* **What is expected**
For the records below, tally every line that has the word "note" and reply with the number alone.

* **Data extracted from a collection**
- Opening Delimiter -
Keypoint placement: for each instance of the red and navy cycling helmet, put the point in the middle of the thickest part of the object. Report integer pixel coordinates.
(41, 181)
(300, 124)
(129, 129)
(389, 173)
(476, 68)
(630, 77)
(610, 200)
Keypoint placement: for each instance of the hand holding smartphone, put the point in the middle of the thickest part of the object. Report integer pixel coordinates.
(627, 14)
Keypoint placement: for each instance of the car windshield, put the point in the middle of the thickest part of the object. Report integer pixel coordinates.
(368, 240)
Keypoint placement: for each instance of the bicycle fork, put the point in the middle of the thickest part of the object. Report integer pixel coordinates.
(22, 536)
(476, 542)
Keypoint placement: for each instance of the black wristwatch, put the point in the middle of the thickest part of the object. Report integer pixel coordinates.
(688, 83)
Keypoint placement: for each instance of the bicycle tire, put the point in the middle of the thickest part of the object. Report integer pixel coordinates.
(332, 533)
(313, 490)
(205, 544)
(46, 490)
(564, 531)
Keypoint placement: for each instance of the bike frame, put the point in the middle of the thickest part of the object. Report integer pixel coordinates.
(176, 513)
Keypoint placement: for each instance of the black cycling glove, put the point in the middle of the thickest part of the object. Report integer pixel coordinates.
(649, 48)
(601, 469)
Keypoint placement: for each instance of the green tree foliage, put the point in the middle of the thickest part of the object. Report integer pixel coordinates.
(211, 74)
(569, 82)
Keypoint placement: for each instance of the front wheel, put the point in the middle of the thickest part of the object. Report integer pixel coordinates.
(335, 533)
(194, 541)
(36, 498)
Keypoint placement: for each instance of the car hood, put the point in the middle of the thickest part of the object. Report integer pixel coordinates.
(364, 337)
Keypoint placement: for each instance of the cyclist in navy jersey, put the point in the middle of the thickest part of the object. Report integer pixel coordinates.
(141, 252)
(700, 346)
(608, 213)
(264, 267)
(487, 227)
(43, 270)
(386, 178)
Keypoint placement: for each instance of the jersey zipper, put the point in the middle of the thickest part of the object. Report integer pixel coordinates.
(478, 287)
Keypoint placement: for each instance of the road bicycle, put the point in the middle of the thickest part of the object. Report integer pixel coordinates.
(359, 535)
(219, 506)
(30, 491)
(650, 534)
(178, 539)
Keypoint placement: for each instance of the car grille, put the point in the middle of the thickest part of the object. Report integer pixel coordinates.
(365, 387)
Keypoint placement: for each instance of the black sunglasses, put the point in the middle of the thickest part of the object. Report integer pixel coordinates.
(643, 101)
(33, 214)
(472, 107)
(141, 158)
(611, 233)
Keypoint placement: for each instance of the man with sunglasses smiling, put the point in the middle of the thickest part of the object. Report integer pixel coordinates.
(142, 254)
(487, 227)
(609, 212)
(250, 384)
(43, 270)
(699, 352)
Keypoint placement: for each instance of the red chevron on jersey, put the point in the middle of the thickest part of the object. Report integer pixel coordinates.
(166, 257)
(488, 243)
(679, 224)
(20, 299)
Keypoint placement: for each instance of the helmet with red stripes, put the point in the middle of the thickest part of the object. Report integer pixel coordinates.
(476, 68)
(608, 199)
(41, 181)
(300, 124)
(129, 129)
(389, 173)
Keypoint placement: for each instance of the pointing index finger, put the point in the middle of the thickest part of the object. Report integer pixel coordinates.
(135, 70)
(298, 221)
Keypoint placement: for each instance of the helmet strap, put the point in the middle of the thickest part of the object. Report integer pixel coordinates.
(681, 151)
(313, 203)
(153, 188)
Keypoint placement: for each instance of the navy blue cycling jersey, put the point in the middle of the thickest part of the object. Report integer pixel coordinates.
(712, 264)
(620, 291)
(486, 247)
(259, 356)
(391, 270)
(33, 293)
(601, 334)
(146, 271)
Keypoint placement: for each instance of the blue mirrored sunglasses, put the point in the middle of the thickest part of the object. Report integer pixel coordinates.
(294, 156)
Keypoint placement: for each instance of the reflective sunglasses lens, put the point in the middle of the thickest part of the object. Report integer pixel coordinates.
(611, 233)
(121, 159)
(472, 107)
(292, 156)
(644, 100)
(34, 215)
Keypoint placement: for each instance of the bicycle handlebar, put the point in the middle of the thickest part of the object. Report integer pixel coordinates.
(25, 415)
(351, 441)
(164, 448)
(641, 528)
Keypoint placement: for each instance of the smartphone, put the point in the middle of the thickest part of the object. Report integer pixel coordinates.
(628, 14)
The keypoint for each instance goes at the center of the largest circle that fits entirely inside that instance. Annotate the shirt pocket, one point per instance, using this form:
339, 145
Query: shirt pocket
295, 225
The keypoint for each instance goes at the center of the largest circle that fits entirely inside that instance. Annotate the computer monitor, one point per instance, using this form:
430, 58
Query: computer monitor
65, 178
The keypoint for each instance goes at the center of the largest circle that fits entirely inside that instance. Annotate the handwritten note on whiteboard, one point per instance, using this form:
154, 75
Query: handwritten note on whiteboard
- Closing Delimiter -
- Opening Delimiter -
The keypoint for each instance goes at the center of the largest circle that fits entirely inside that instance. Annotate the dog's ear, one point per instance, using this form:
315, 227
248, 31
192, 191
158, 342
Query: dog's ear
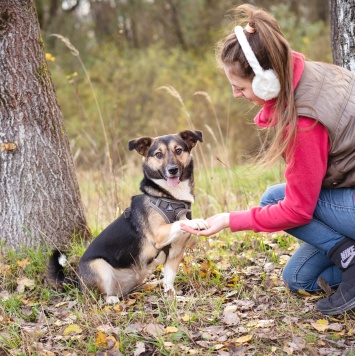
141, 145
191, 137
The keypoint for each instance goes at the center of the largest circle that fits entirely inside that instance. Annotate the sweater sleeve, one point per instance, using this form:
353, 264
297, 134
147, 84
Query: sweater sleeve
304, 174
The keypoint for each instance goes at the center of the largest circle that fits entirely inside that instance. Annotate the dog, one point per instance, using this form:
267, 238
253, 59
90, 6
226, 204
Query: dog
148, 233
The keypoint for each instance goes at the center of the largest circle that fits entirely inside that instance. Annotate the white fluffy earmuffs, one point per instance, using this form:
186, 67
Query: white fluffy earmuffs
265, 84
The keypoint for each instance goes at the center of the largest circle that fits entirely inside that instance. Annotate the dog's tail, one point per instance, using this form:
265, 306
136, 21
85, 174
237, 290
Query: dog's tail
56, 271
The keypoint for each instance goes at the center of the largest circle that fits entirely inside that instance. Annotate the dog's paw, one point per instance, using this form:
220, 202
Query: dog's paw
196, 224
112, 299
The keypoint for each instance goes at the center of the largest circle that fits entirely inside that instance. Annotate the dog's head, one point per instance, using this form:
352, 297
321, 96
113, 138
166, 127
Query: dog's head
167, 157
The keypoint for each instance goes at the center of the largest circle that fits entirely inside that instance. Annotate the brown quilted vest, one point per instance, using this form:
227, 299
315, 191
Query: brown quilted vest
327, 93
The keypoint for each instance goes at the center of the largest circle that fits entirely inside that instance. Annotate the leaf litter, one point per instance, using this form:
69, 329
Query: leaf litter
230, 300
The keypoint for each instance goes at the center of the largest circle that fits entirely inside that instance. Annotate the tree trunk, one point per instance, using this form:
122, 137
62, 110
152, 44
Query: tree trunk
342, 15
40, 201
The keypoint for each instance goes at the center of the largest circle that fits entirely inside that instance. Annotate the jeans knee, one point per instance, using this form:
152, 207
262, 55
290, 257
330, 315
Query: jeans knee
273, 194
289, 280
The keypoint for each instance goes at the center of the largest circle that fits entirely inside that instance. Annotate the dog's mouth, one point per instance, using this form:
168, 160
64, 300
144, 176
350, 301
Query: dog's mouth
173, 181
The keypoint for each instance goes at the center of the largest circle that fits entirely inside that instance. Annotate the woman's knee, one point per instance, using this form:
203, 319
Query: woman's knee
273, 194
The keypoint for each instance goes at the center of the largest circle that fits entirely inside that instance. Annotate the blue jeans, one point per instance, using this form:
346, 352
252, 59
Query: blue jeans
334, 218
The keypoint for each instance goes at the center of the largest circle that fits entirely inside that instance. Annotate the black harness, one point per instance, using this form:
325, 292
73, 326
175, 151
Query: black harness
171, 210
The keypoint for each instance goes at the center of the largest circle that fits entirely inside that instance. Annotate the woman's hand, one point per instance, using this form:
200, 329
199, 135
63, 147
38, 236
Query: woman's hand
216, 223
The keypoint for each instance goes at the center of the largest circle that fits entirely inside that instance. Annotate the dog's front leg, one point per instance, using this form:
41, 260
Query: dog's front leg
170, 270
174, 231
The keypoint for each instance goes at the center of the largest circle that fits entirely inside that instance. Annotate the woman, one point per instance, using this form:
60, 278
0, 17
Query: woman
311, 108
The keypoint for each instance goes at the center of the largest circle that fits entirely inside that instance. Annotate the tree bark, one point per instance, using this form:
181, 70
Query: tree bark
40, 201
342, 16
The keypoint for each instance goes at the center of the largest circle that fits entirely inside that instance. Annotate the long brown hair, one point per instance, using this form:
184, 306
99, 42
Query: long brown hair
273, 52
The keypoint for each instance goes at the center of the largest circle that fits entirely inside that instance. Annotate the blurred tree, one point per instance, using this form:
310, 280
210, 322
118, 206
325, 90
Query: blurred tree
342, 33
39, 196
- Closing Delimiter -
* **Output for this task**
2